* _Exercise set_
(a) Reproduce word for word the passage of the essay on investing in "time capsules" starting at "I was comfortable with saving money, I" and ending at "It was unnerving.".
(b) Continue the essay on investing in "time capsules," picking up right after its final sentence.

* _Selected excerpt_

━━━━━━━━━━━━━━━━━━━━

Bury Your Money: Put Your Money & Investments in “Time Capsules”

When I started investing, I eased into it very gently.

I didn’t trust the stock market.

I was comfortable with saving the money. I wasn’t comfortable putting it in the “stock market.”

My formative adult years started in 1998, the year I started college. I was going to Carnegie Mellon in Pittsburgh and studying Computer Science. If you were around back then, you probably remember the dot-com boom and how the Internet was going to change the world. And make us computer nerds very rich.

Remember Pets.com?

I do! And I wanted a piece of the action!

Then, in the Spring of my Junior year, it all disintegrated. The dot-com bubble burst.

It was like getting to the party AFTER the cops shut it down.

For years, I saw the career fair at Carnegie Mellon and it filled up our entire gym. Two full-length basketball courts packed with companies. My senior year, the Fall career fair barely fit half that gym and most companies weren’t hiring. They were there just to “maintain the relationship” with the school (as if they’d be turned away if they wanted to rent a booth!).

I wasn’t personally burned by the dot-com boom but I saw the after effects. I saw my friends, who took a leave from school to work at startups, come back. I heard stories of job offers being rescinded. I saw the stock market tank like crazy at a time when I just had a very small amount invested in a Roth IRA.

Today, I have the vast majority of our net worth invested in the stock market. How did I go from not trusting the stock market to where I am today?

Table of Contents
  1. How I Learned to Trust the Market Again
  2. Your Money is in Time Capsules
  3. My Time Capsules
  4. Bury The Time Capsules

How I Learned to Trust the Market Again

What got me back into investing in the market was different than what kept me there.

Financial incentives urged me to invest in the stock market. Thinking about my money and my investments as a collection of “time capsules” kept me invested.

The incentives for retirement planning are very good. The Roth IRA is 100% tax-free growth. No matter how well I do, that money is mine and I won’t pay capital gains. That’s a pretty good perk.

My employer also offered a company match on my 401(k) contributions. It was a solid 50% match on up to 6% of my salary. I made $60,000 my first year so if I contributed $3,600 each year, they would put in an additional $1,800. That’s an instant raise, just for doing something I’d already be doing. Free money!

I was comfortable with saving money, I liked the incentives, and my investments needed someplace to grow. That place was the stock market.

The incentives were good enough for me to dip my toe back in. When you’re single, earning a good wage, and renting an apartment with a friend, you can save a lot of money.

While I was comfortable saving, I was not comfortable watching it go up and down based on the mood of the stock market. I was working for that money and because of a massive room of suits that money was moving up and down due to no fault, or credit, of mine. It was unnerving.

For those who are younger, this sounds a lot like the housing bubble doesn’t it? Instead of stocks becoming inflated, we had housing prices going up up up because of low interest rates and even looser lending standards. Those mortgages got sold, re-sold, insured, re-insured… to the point that the banks were in deep trouble once loans started defaulted. That spread into the broader market… you know the rest. They say history rhymes, but maybe these booms and busts are just four chord songs.

Since my money was captive, in those incentive-laden tax-favored accounts, did I fall in love with the market again because of Stockholm syndrome? (maybe? :))

━━━━━━━━━━━━━━━━━━━━

* _Source data_
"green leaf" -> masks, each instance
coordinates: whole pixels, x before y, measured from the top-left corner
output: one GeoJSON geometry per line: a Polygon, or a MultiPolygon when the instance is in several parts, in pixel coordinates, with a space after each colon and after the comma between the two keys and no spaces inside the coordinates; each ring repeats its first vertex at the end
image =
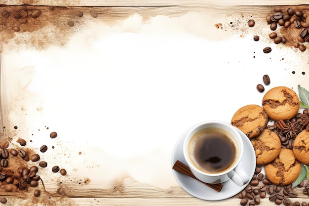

━━━━━━━━━━━━━━━━━━━━

* _Final answers_
(a)
I was comfortable with saving money, I liked the incentives, and my investments needed someplace to grow. That place was the stock market.

The incentives were good enough for me to dip my toe back in. When you’re single, earning a good wage, and renting an apartment with a friend, you can save a lot of money.

While I was comfortable saving, I was not comfortable watching it go up and down based on the mood of the stock market. I was working for that money and because of a massive room of suits that money was moving up and down due to no fault, or credit, of mine. It was unnerving.

(b)
Your Money is in Time Capsules

To help me manage my emotions, I started thinking about my money in terms of “time capsules.”

One of the ways I comforted myself was recognizing that money was untouchable for forty years. I could see the money today but it was effectively locked inside a glass case. A financial time capsule. My “retirement” capsule.

With my 401(k), I made a deal with Uncle Sam that I wouldn’t owe taxes on my contributions today and my growth would not be taxed until I took distributions in retirement. If I wanted my money, I could pay the tax plus a 10% penalty (ouch). Break in case of emergency!

With my Roth IRA, I would pay the tax up front but any growth would be tax-free. After five years, I could access the money without direct penalty (the real penalty is losing money that can grow tax-free).

The time capsule let’s you eventually see one of these charts:

Slow and steady. 10% per year for over 10 years. See you in another 30.

Even if the month to month chart was bumpy. Like super bumpy.

Same data, just bumpier. Presentation is everything!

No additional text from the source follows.